▶ **WORK TO BE COMPLETED**: Lines before the one containing "Expected: a point placed on each instance of the horse's ear" are excluded; reproduce that line and all lines after it in the entries below, exactly.

[Items listed in a dataset]
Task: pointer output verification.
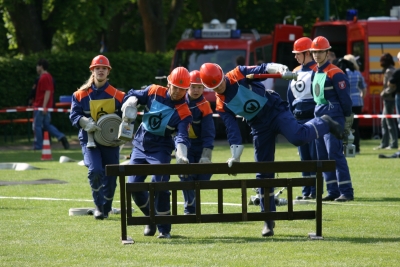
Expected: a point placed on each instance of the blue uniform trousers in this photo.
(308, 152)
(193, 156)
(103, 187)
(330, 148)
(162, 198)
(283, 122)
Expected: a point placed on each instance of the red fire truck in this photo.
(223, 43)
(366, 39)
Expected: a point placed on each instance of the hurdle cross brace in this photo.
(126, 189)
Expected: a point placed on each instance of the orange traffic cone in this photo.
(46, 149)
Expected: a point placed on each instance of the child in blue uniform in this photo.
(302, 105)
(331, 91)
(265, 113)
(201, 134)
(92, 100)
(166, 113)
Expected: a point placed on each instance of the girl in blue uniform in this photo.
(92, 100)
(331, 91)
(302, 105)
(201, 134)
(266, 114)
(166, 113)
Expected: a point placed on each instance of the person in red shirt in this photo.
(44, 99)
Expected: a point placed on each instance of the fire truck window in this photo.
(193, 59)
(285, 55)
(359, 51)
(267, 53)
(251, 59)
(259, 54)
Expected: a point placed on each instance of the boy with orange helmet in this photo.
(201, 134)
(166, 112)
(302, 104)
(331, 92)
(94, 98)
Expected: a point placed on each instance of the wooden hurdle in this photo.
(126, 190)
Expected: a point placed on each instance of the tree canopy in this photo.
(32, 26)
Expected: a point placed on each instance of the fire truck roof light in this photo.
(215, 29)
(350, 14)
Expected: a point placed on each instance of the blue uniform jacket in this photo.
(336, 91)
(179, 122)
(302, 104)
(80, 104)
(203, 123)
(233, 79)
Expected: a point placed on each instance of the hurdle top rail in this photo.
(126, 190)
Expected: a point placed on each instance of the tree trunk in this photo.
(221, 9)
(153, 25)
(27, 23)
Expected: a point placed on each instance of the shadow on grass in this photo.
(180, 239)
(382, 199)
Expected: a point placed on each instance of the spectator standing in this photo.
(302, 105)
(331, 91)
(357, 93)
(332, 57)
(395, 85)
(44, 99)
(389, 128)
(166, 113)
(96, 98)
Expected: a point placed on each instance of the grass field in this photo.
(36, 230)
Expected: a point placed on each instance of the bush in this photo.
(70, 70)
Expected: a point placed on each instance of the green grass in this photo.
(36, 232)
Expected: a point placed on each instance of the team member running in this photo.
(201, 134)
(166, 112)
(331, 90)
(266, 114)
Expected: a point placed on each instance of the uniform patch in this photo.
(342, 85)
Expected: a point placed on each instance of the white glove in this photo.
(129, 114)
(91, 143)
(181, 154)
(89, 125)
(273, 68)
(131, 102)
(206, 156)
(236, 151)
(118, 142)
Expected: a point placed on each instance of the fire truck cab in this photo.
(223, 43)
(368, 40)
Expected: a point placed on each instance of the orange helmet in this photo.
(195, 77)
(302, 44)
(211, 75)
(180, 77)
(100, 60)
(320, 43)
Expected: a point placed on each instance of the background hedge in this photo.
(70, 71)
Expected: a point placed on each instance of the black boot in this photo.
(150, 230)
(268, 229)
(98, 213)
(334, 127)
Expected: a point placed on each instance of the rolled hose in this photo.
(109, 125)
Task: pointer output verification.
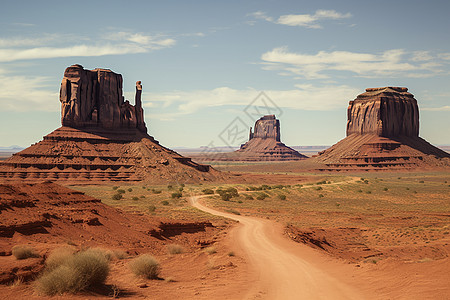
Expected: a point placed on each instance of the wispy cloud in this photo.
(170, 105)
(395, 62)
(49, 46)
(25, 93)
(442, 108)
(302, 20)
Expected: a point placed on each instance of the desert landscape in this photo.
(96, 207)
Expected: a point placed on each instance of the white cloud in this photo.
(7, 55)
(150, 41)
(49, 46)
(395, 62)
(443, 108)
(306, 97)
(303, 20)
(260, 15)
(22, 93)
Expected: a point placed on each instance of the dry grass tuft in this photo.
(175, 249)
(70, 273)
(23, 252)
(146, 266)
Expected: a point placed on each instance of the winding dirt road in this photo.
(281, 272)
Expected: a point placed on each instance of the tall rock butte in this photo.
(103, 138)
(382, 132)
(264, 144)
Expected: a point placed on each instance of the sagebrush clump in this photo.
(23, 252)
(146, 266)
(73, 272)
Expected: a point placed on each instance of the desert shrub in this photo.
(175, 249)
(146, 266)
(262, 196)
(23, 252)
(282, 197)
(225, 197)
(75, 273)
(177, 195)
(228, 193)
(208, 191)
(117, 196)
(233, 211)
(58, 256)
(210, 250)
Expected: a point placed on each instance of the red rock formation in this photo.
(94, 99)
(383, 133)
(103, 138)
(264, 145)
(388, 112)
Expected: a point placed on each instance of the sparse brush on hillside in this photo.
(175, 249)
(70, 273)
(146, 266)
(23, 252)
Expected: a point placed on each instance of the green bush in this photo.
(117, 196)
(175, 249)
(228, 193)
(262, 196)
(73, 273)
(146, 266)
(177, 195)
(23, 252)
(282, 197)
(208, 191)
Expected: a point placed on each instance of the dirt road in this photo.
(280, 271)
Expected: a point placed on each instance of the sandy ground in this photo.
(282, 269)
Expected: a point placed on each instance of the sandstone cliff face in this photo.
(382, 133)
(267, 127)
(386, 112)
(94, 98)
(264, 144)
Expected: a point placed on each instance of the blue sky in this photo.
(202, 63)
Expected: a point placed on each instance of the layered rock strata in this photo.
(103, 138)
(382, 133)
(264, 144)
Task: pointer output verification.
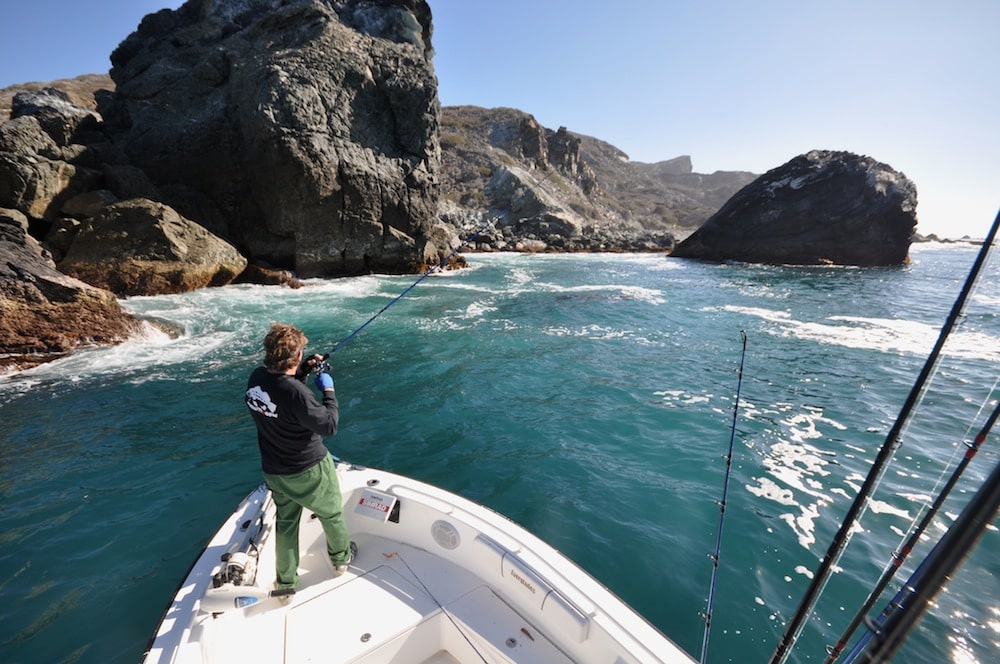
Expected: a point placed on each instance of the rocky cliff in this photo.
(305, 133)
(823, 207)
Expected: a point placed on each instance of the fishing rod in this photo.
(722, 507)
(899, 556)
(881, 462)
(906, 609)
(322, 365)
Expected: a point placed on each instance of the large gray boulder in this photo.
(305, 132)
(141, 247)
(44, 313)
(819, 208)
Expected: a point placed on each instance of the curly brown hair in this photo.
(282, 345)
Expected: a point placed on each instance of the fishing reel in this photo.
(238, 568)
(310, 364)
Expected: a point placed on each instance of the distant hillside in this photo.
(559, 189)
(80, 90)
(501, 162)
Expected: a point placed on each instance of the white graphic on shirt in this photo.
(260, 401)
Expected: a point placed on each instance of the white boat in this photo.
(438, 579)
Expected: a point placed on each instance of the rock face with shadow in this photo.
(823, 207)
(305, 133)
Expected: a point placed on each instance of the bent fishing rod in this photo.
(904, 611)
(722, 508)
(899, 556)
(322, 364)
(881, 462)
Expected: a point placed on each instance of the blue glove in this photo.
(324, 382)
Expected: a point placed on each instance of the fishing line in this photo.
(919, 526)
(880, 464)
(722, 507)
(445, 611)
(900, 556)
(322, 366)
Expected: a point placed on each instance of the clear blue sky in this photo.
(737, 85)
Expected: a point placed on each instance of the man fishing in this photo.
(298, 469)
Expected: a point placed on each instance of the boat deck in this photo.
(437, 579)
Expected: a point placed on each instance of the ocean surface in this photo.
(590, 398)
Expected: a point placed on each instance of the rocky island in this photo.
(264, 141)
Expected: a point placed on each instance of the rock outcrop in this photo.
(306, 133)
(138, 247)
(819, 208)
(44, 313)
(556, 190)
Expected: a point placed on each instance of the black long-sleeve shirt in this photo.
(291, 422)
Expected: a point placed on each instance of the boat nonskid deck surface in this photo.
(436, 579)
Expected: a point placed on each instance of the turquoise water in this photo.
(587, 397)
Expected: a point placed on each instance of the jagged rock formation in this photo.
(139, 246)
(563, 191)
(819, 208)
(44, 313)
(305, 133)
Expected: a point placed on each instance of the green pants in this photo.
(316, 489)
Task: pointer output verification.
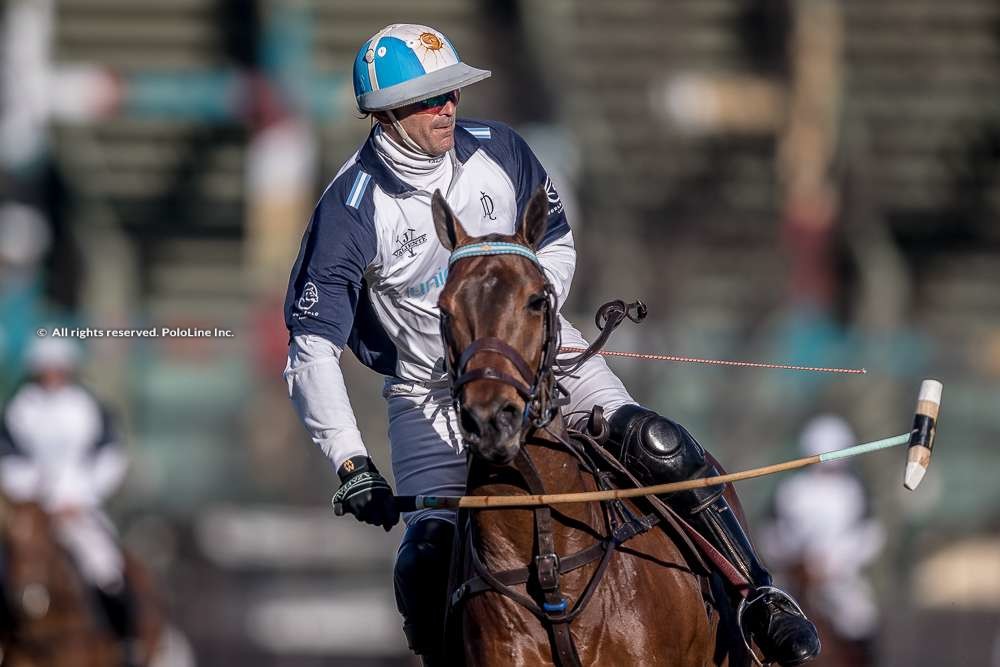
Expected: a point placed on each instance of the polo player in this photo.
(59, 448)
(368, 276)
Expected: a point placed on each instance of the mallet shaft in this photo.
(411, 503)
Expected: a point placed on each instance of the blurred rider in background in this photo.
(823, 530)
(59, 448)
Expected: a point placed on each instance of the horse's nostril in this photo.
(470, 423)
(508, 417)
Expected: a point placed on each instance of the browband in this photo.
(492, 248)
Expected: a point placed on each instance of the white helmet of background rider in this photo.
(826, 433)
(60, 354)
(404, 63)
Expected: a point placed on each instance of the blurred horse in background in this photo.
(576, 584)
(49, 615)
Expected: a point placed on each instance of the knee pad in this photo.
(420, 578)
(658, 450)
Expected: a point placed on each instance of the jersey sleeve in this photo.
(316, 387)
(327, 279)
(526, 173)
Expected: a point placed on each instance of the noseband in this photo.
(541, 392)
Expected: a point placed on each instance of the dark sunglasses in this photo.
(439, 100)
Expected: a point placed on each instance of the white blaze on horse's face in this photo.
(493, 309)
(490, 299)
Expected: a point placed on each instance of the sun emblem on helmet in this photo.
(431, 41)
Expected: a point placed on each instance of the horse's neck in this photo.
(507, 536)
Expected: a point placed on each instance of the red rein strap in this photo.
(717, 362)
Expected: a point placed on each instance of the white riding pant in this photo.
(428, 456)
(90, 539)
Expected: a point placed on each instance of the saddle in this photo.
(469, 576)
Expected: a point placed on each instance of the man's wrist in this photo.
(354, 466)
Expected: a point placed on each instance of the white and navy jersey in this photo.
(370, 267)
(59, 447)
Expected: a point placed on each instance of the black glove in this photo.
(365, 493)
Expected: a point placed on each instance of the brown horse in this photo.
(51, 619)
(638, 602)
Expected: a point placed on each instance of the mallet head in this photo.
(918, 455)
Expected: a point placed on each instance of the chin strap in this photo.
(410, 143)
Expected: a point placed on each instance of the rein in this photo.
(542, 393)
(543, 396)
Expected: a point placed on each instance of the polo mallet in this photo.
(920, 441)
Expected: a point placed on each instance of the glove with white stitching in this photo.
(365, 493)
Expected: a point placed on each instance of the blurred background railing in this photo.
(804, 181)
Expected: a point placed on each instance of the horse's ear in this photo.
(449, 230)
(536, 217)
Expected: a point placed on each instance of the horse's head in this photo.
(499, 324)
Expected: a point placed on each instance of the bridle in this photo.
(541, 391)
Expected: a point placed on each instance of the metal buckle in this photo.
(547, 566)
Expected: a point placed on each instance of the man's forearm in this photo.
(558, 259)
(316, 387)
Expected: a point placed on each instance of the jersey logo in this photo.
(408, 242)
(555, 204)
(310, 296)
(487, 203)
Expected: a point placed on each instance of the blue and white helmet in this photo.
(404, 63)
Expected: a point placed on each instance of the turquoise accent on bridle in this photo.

▶ **WRITTEN REPLY**:
Expected: a point placed on each instance of the horse's ear in this photo.
(449, 230)
(536, 217)
Expected: a point placed on each instance of the horse's head in this photo.
(499, 324)
Expected: a point placed on each instance of the bridle in this photo.
(541, 391)
Expected: a point placed on each instance of the metal buckle in this photo.
(547, 566)
Expected: a point placed on each instance of the man's forearm in this photo.
(558, 259)
(316, 387)
Expected: a point placed on each instance of the jersey logo in this photo.
(408, 242)
(555, 204)
(310, 296)
(487, 203)
Expected: a point placed on each instance of the blue and white helmet in this photo.
(404, 63)
Expected: a point placed on each instance of the turquoise accent on bridle in this photo.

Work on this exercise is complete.